=== The exercise ===
Turn the lines below into a JSON list of strings with one string per line, skipping blank lines and leaving out the pictures.

--- Start ---

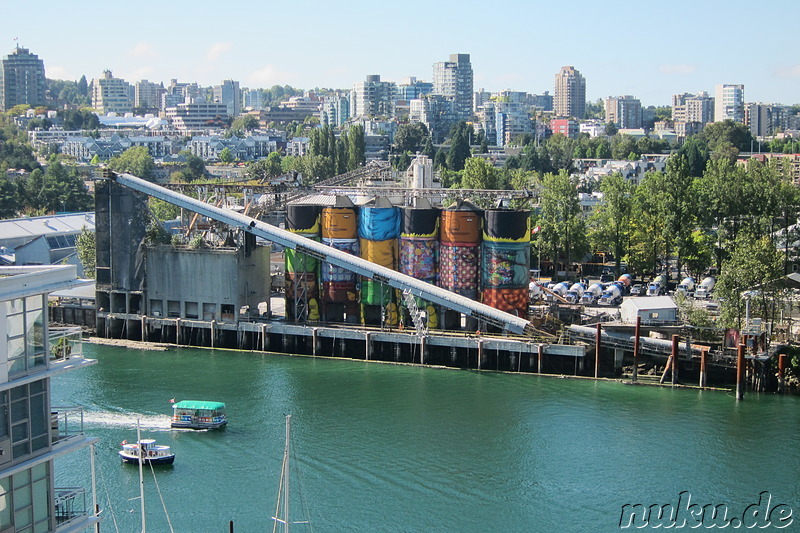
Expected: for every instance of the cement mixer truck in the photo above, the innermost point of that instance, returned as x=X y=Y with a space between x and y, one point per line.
x=658 y=286
x=686 y=287
x=592 y=294
x=703 y=290
x=575 y=293
x=612 y=294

--- End ---

=== Answer to this task ===
[
  "Expected: for every instance of the cement mixer truck in the photo above, the innermost point of that instance, returned as x=X y=Y with a space between x and y, one point per line.",
  "x=658 y=286",
  "x=686 y=287",
  "x=592 y=294",
  "x=703 y=290",
  "x=575 y=293",
  "x=612 y=294"
]